WHAT THE EXERCISE ASKS — Please repeat the listing below word for word, starting with the line that contains "# for each instance of the white baseboard, put" and going on through the end of the listing.

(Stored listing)
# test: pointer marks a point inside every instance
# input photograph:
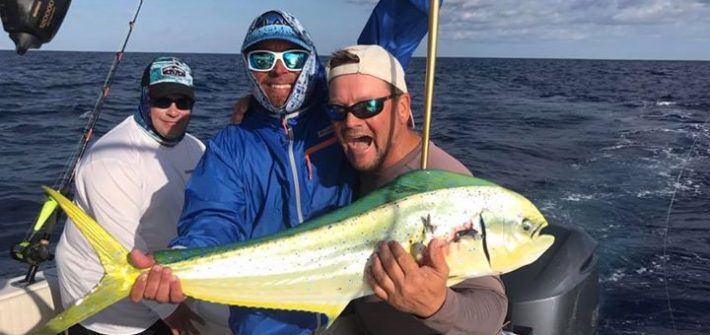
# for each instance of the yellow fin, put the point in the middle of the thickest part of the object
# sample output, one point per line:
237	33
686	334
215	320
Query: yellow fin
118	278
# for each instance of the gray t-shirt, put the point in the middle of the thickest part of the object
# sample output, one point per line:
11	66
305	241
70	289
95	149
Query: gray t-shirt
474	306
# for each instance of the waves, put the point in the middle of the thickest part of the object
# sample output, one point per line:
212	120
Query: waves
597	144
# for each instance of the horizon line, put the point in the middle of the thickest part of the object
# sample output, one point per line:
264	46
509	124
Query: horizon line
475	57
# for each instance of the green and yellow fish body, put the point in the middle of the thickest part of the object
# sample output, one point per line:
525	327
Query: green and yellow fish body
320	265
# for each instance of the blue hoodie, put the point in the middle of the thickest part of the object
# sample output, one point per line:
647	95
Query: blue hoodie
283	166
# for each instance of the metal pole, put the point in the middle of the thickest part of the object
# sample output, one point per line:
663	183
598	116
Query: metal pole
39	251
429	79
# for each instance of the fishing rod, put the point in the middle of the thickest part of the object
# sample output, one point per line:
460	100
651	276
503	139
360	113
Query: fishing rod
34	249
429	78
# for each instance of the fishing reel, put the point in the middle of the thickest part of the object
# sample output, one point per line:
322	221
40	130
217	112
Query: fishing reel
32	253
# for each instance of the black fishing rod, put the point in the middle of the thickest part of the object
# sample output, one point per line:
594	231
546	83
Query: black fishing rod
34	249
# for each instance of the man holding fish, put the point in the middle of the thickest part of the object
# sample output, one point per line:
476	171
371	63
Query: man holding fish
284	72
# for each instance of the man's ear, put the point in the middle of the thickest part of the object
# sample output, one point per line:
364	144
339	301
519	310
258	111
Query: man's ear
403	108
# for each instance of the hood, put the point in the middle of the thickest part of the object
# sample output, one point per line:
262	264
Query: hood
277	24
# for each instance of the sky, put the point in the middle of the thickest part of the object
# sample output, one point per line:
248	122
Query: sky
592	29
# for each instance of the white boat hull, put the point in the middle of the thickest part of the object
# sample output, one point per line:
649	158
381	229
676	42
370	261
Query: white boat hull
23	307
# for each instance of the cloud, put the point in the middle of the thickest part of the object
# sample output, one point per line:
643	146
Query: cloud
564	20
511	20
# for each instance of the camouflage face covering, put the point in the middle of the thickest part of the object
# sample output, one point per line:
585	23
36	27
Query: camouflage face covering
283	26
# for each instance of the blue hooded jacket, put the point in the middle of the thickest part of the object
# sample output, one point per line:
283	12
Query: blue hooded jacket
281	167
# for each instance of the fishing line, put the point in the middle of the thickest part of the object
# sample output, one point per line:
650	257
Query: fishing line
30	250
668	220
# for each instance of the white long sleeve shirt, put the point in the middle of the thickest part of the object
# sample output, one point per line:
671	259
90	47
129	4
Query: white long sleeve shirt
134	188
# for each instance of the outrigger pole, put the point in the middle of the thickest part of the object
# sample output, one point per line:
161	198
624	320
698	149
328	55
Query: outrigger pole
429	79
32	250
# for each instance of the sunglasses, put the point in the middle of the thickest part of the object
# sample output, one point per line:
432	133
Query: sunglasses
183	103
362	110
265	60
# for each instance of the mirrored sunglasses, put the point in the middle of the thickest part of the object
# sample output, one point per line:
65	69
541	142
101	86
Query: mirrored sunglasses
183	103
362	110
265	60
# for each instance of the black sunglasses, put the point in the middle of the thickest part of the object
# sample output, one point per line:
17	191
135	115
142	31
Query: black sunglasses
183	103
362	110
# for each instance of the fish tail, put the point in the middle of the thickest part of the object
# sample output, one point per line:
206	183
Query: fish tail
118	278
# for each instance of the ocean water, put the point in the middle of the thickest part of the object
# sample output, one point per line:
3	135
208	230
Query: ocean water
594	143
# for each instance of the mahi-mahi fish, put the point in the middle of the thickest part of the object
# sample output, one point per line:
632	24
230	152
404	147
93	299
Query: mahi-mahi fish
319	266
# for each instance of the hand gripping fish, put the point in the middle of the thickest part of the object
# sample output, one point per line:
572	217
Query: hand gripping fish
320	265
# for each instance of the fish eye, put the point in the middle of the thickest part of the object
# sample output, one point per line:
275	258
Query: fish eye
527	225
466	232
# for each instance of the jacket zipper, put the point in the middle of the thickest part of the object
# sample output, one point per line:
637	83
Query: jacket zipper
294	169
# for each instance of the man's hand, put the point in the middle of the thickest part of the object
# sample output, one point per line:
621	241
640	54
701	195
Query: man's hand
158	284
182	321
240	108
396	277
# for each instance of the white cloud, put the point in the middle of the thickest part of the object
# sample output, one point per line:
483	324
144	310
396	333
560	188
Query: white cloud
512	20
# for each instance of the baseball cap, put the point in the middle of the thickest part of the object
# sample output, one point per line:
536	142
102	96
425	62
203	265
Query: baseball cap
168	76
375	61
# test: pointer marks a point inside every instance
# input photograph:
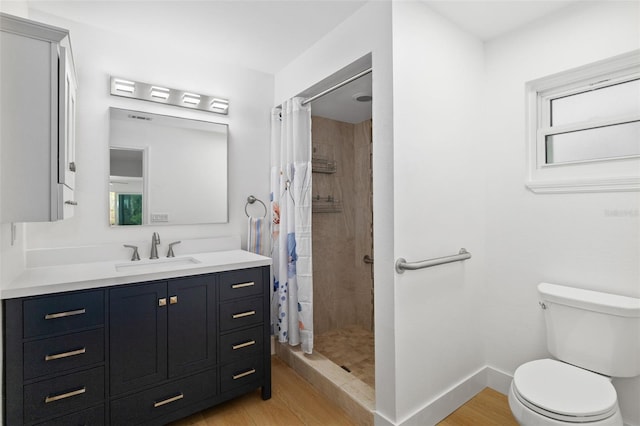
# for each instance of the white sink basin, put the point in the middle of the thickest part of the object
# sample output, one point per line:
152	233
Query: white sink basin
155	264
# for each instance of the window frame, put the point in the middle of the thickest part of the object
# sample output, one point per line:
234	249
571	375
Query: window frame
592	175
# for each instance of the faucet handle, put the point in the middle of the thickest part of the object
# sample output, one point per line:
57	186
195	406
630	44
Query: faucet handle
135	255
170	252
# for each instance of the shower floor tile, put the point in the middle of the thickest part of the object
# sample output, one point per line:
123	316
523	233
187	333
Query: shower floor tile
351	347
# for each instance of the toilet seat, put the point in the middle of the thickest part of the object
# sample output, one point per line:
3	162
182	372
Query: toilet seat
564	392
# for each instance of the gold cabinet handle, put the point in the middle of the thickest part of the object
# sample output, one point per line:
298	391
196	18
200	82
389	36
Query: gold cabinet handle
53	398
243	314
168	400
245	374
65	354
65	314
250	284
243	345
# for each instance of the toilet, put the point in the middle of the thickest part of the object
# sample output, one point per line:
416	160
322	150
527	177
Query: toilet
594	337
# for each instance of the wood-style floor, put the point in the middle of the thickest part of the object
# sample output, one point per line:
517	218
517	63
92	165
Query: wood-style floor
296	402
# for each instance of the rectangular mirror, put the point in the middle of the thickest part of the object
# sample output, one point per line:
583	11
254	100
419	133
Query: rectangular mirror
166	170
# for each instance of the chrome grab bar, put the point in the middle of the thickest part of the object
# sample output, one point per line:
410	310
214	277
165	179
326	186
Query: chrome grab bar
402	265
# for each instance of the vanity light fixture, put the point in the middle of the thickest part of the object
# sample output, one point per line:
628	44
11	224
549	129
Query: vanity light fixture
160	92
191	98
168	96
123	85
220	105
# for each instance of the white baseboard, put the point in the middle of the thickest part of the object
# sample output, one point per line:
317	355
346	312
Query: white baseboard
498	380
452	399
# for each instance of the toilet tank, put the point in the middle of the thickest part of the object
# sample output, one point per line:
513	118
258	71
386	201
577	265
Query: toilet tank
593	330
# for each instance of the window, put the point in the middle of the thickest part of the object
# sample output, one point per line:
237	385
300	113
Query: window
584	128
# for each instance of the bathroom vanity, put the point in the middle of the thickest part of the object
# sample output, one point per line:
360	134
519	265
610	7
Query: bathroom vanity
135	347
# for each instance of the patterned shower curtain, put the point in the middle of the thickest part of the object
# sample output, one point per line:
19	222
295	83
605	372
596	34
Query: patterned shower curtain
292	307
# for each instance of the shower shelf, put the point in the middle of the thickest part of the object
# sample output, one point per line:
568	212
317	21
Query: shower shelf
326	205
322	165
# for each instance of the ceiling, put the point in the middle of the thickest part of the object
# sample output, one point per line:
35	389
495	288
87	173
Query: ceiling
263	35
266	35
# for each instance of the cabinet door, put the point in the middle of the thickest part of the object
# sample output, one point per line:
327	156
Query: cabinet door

OUTPUT —
# for each instance of the white baseboard, put the point in the middle of the thickest part of the object
# sample output, one point per line:
317	355
346	312
Query: white baseboard
498	380
452	399
# for each instance of the toilet tank, put the point in the middle of the thickest part of the object
# sample output, one point per line:
513	118
258	71
386	201
577	265
Query: toilet tank
593	330
# for each instance of the window, put the point in the middle of the thickest part of the object
# sample output, one point per line:
237	385
300	113
Query: window
584	128
# for each instance of the bathroom vanity, put the point in the middle of the thickest part of the object
# sample output, one point per line:
360	134
519	265
610	7
Query: bathroom vanity
135	347
# for each instance of the patterned shower curtain, put the point in the middle of the thickest part of the object
# sample output, one point per line:
19	222
295	83
605	372
596	34
Query: patterned shower curtain
292	307
# for each instance of the shower shelf, put the point in the middle of the thickest part of the object
# sample output, one point per line:
568	212
317	21
Query: shower shelf
326	205
322	165
# for each instance of the ceiling, put the point in the middle of the thickest part of the object
# sample output, one point per line:
35	389
495	288
87	173
Query: ceiling
263	35
266	35
# for each instance of the cabinet door, put the point in the middle of the thickest part of the object
# sample output, one point per line:
327	156
Query: cabinet door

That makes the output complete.